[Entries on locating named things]
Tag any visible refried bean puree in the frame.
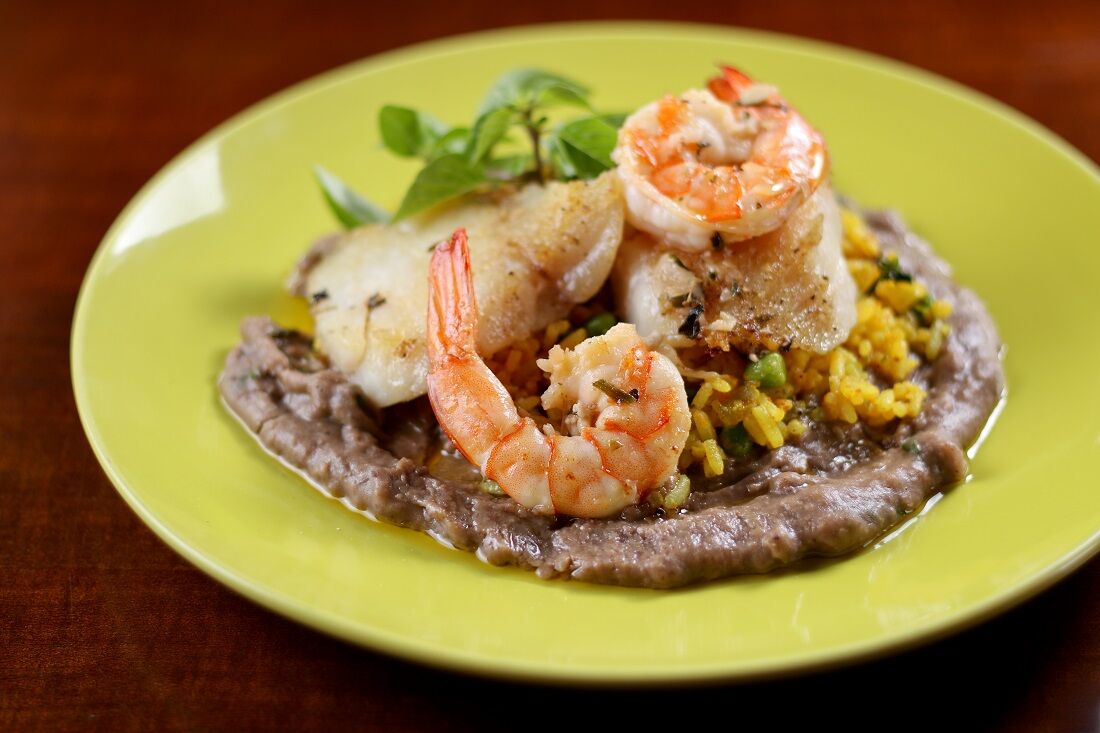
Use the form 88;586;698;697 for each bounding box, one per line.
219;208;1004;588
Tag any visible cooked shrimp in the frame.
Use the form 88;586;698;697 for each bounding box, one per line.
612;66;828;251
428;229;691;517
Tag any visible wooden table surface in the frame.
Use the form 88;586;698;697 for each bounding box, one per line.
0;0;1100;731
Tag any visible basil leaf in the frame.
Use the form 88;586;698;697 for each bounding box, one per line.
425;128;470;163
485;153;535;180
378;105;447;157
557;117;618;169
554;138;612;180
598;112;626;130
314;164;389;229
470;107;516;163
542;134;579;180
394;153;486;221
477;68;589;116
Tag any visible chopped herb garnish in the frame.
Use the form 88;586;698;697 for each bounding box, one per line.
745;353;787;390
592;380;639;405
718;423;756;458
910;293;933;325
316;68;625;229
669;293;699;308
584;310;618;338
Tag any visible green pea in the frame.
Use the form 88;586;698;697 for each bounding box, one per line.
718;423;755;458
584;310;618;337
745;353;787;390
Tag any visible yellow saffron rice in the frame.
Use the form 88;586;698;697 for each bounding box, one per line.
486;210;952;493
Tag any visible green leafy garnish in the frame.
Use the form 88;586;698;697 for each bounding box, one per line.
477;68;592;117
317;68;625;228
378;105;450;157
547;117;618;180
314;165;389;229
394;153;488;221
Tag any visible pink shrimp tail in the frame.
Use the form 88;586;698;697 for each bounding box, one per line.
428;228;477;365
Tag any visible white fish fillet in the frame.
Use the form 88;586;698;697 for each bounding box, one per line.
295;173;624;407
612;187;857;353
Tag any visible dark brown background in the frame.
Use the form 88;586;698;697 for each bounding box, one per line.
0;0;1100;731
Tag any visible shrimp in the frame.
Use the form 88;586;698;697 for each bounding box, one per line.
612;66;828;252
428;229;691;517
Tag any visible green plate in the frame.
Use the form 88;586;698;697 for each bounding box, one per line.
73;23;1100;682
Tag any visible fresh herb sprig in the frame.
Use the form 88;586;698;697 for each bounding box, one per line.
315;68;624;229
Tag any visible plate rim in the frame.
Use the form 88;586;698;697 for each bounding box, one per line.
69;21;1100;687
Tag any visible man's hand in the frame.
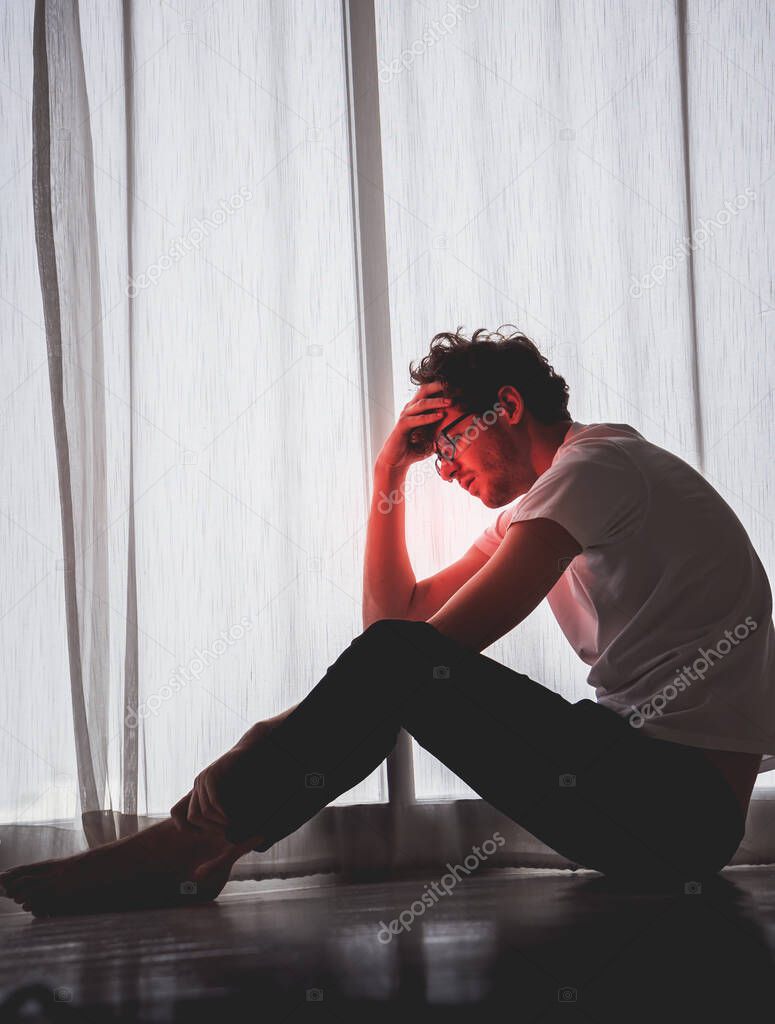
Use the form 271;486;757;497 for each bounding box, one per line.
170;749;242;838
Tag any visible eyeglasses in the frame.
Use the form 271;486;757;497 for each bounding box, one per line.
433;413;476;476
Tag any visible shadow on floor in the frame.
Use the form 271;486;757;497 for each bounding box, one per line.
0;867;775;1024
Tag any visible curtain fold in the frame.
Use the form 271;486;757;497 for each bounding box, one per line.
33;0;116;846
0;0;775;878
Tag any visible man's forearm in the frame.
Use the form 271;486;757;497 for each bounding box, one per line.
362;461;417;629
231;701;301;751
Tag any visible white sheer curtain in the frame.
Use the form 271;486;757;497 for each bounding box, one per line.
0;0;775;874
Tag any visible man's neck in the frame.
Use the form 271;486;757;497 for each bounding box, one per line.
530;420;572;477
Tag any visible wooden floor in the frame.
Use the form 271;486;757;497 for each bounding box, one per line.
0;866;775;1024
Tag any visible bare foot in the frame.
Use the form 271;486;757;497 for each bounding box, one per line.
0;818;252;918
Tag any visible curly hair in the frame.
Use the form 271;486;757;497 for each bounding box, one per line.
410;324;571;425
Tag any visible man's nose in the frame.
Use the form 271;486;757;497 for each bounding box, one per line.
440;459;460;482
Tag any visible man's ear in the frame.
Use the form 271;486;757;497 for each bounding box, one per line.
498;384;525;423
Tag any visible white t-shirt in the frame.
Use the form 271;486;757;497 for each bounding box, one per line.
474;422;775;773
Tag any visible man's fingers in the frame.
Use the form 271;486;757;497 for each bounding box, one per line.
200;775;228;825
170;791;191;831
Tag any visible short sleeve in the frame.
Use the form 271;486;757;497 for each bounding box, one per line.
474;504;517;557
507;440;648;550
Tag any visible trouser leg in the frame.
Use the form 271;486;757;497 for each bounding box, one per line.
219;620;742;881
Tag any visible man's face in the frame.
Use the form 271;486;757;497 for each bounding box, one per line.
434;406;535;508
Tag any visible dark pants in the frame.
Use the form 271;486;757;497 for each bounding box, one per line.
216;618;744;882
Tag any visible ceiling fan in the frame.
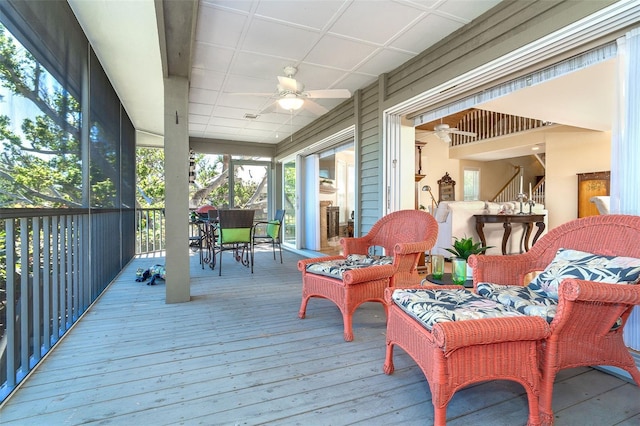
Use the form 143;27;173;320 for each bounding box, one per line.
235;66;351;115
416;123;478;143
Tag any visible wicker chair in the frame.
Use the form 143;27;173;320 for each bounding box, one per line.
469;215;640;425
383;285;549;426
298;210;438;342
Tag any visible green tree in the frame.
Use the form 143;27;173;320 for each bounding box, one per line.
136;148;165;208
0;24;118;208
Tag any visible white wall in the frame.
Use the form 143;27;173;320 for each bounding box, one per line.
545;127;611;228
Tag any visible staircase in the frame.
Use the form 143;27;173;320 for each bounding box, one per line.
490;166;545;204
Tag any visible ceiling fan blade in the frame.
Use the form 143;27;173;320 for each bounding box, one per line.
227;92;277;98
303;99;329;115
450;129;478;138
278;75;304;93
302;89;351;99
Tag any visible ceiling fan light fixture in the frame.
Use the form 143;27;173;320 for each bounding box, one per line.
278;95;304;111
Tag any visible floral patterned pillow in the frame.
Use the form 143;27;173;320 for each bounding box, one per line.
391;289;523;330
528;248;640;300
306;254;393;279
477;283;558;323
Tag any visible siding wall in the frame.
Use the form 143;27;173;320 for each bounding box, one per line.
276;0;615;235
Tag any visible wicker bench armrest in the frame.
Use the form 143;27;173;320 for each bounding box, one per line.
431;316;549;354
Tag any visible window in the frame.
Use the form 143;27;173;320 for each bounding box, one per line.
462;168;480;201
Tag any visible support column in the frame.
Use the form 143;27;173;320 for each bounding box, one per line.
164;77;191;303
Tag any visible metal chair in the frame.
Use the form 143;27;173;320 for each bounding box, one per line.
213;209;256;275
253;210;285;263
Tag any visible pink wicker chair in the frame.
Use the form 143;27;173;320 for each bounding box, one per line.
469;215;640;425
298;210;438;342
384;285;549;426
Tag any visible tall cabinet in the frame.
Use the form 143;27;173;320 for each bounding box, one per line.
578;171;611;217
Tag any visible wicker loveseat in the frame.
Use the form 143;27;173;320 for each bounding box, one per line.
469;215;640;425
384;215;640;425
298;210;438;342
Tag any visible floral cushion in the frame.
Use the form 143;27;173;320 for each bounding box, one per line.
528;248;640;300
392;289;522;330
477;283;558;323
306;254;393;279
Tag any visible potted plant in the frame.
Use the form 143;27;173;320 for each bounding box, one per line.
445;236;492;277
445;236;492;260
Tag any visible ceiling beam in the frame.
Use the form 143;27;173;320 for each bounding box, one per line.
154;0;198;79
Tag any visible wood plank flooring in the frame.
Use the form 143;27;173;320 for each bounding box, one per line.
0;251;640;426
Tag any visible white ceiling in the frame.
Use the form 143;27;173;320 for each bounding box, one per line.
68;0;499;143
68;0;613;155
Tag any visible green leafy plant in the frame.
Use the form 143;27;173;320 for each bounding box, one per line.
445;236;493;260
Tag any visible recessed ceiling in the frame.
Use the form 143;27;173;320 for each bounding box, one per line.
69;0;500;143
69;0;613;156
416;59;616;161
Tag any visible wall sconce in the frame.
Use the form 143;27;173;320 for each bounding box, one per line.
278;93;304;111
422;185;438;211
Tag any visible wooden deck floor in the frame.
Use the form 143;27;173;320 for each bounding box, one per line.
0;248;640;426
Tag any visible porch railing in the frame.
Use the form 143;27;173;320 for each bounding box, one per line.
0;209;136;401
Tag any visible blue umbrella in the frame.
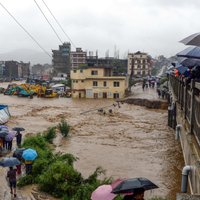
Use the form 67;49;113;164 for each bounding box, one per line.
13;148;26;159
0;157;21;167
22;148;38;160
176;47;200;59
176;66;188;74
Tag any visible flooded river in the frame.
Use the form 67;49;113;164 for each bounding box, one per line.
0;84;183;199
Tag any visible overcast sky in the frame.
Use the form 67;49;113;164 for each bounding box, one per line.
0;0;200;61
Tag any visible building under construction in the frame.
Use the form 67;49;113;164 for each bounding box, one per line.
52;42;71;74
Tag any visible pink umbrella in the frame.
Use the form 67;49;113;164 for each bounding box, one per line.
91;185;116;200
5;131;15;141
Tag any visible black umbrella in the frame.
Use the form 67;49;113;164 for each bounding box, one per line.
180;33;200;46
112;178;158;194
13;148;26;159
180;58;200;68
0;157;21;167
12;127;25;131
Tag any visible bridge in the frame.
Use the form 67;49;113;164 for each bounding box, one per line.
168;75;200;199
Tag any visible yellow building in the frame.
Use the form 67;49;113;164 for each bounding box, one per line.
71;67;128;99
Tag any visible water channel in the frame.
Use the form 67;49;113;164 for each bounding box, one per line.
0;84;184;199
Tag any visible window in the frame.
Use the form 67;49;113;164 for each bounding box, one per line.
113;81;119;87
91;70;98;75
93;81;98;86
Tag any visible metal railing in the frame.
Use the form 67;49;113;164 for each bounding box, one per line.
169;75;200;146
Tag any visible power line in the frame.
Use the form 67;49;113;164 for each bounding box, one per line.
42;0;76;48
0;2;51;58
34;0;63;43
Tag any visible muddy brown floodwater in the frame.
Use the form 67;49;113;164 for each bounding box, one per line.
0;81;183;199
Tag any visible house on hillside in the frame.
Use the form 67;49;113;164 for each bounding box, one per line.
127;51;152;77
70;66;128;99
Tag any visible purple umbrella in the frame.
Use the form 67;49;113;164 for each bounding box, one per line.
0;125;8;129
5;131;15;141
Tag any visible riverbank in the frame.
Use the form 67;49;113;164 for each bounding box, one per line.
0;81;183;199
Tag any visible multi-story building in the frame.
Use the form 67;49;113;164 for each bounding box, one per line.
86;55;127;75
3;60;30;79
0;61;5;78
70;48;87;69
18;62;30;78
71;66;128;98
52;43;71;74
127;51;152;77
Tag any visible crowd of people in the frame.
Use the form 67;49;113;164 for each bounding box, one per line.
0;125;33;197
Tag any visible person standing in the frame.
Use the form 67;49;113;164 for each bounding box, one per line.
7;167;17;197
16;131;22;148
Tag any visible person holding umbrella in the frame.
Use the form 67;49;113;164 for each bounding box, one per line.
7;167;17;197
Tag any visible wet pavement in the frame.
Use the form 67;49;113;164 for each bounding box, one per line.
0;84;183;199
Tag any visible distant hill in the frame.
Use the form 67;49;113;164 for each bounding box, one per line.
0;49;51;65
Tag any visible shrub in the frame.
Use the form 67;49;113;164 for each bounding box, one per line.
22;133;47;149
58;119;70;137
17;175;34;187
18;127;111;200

_What you should do_
Copy the listing from the line with "Tag any visible wicker chair in the frame." to the line with "0;24;118;208", swapping "wicker chair" for "rattan chair" and keeping everything else unchanged.

_Task answer_
Tag any visible rattan chair in the frame.
Use the form 143;27;173;320 for each bounding box, one per line.
469;215;640;425
383;285;549;426
298;210;438;342
Tag any visible green tree in the frame.
Use the form 143;27;173;320 for each bounding box, one per line.
136;148;165;208
0;24;118;208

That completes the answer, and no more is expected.